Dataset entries
--*--

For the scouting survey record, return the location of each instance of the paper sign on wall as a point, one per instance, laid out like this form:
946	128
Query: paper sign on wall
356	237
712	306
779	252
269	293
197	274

--*--

-- Stated task --
Write out the material from the first line to the last, exactly.

-- Answer to the task --
For the scouting survey record, return the location of each instance of the paper sign on wall as a point, one per instance, laid out like this form:
946	128
Query: paper sign on wall
356	237
712	306
779	252
269	293
197	274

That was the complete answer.